[Rows from a pointing dataset]
--- BEGIN ---

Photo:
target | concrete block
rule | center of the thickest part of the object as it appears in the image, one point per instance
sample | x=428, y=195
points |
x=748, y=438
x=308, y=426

--- END ---

Instructions for the task
Reproduce all the lines above in full, adjusting each x and y coordinate listed under "points" by -125 and leaving everything else unchanged.

Written response
Photo:
target | concrete block
rule | center of the thickest part of the object as it appears in the image, one point per instance
sample | x=428, y=195
points |
x=623, y=313
x=183, y=301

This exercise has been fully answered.